The listing below needs to be copied in full, exactly.
- - - - -
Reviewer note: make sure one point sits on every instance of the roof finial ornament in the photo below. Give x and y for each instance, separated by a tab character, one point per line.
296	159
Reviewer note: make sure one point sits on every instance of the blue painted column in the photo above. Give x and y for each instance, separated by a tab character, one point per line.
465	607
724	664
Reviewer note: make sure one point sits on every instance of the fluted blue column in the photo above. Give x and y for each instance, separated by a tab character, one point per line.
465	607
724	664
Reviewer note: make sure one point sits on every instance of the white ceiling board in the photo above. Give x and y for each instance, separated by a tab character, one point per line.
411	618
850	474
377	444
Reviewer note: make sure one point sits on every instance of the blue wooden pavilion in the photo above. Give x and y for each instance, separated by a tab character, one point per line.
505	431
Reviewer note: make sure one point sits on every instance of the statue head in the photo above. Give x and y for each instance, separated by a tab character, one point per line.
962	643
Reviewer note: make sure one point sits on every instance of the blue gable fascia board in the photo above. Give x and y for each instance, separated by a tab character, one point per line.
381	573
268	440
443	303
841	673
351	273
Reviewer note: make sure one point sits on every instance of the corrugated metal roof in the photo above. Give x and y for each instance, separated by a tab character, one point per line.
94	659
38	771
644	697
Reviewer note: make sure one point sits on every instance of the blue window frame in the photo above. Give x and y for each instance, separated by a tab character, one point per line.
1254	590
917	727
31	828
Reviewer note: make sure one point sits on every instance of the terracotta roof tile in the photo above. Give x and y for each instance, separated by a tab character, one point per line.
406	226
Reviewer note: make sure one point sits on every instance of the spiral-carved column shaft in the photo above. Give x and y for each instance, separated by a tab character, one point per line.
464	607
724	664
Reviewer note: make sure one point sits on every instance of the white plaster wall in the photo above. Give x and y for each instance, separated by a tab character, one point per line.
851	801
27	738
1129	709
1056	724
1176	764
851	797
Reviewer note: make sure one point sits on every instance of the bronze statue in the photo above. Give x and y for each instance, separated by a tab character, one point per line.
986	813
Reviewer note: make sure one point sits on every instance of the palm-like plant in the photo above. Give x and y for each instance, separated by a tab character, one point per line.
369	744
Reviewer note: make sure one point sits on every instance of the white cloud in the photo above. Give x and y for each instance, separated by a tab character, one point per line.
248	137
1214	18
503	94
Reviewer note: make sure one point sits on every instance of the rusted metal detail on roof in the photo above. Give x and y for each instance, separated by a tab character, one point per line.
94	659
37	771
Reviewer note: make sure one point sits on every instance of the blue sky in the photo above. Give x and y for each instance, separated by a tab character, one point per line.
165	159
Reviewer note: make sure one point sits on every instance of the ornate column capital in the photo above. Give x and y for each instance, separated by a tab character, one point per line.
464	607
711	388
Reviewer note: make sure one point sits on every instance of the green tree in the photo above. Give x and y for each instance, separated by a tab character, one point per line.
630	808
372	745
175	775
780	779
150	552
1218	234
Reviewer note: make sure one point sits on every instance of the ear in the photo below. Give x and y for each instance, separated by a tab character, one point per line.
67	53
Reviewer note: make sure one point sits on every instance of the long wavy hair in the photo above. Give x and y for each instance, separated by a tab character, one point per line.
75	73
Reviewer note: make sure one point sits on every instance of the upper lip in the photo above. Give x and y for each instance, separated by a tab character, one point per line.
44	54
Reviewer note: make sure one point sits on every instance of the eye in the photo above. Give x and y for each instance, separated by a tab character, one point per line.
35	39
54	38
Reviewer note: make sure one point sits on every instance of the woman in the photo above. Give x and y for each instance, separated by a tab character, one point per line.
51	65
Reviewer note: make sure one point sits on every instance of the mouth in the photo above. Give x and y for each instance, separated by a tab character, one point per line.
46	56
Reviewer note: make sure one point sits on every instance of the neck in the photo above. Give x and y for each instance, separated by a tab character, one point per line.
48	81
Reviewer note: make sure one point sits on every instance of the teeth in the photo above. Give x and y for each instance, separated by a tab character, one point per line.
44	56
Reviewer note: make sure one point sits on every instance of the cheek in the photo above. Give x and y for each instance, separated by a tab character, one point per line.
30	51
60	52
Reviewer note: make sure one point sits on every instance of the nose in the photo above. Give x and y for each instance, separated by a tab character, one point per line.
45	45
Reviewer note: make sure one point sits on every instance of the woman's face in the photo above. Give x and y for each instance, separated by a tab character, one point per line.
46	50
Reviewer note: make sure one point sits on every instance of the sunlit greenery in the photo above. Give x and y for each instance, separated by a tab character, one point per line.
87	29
- - - - -
**Response:**
Reviewer note: make sure one point sits on every instance of the roof finial ornament in the photo below. Give x and y for each instance, separated by a tab character, one point per line.
296	159
Reviewer note: make sure one point sits on every instance of the blue painted column in the photo above. Give x and y for each instance, separated by a tab character, one point per line.
465	607
724	664
Reviewer note: make sure one point sits on every instance of the fluted blue column in the photo above. Give x and y for each instance, separated by a tab character, one point per line.
465	607
724	664
Reviewer note: make sure one point sits on every instance of the white ceiling board in the photo above. Give x and y for each instance, separated by a tab character, one point per line.
411	618
850	474
377	444
Reviewer note: make sure one point sits on every instance of the blue wooden pavilion in the photo above. Give x and y for each instance, separated by a tab character, one point per line.
505	431
Reviewer note: make sure one point sits on every instance of the statue head in the photo above. Give x and y for each instance, separated by a tab character, one point per line.
962	643
Reviewer note: make sure one point sits on every instance of the blue gable fascia board in the photo above. Give x and y for each instance, separated by a tab character, one point per line.
381	573
268	440
443	303
841	673
351	273
Reviewer note: make sure one point sits on every instance of the corrugated metal roof in the photo above. Give x and y for each instance, separated by a tab character, one point per line.
94	659
38	771
644	697
Reviewer note: make sure one point sits on every instance of the blue window frame in the photo above. Give x and y for each instance, separated by a tab character, one point per line.
1254	590
917	727
31	828
Reviewer note: make sure one point sits on every instance of the terracotta roof tile in the photo above. Give x and y for each instance, separated by a tab character, one point per line.
406	226
Reviewer note: make sure one point sits on every instance of the spiral-carved column shaft in the photo above. Give x and y for each instance, separated by a tab character, one point per line.
464	607
724	664
Reviewer note: make sure one point sits on every instance of the white plaster wall in the photo above. Give x and y for each instance, separated by a tab character, one point per line.
851	801
27	738
1129	709
1056	724
1176	764
851	797
Reviewer note: make sure one point sits on every instance of the bronze statue in the photo above. Give x and y for each instance, separated by a tab character, one point per line.
986	813
Reviewer note: make sure one point sits on every instance of the palm-like plant in the photo above. Give x and y for each instance, separated by a tab character, one point per line.
369	744
Reviewer note: make sure one point sits on every instance of the white cloud in the photo above. Give x and y for each instance, separated by a tab character, one point per line.
248	137
1214	18
503	94
Reviewer note: make sure one point sits on every instance of the rusted metal detail on roof in the photo above. Give x and y for each instance, separated by a tab character, one point per line.
94	659
37	771
Reviewer note: make sure one point sits on every instance of the blue sky in the photo above. Give x and y for each instance, separated by a tab character, one point per line.
165	159
Reviewer note: make sure one point sits on every instance of the ornate column capital in the photo above. Give x and y for each instance, separated by a tab character, one point per line.
464	607
711	388
Reviewer note: make sure one point sits on every instance of the green tree in the photo above. Give x and y for each instance, separated by a tab character, one point per line.
630	808
372	745
175	775
780	779
150	552
1218	234
Reviewer note: make sure one point sits on every instance of the ear in the photo below. Give x and y for each instance, separated by a tab character, one point per line.
67	53
Reviewer note: make sure one point sits on every instance of the long wavy hair in the photo above. Give x and y for each instance, separated by a tab character, one point per line.
75	73
Reviewer note: make sure one point sits on every instance of the upper lip in the photo above. Give x and y for each instance, separated by a tab character, one point per line.
44	54
Reviewer note: make sure one point sits on every instance of the eye in the photo above. Give x and y for each instance, separated by a tab character, one point per line.
35	39
54	38
Reviewer note: make sure one point sits on every instance of the woman in the photo above. Give x and y for each instance, separated by a tab character, one point per line.
51	65
Reviewer note: make sure one point sits on every instance of the mouth in the photo above. Give x and y for each instance, separated by a tab character, one point per line.
46	56
Reviewer note: make sure one point sits on every instance of the neck in the photo above. Give x and y for each instance, separated by a tab character, one point per line.
48	81
Reviewer note: make sure one point sits on every instance of the teeth in the photo above. Give x and y for each instance, separated by a tab character, one point per line.
44	56
Reviewer note: make sure one point sits on every instance of the cheek in the photo above. Give x and y for each instance, separated by a tab character, one point per line.
30	51
60	52
Reviewer note: make sure one point sits on every instance of the nose in the photo above. Give x and y for each instance, separated by a tab character, one point per line.
45	45
Reviewer note: make sure one point sits on every instance of the woman's face in the photo above. Give x and y for each instance, separated by a tab character, one point per line.
46	50
Reviewer note: make sure one point sits on every instance of the sunlit greenery in the photo above. Give x and y for each instance, separated by a tab character, one point per line.
87	29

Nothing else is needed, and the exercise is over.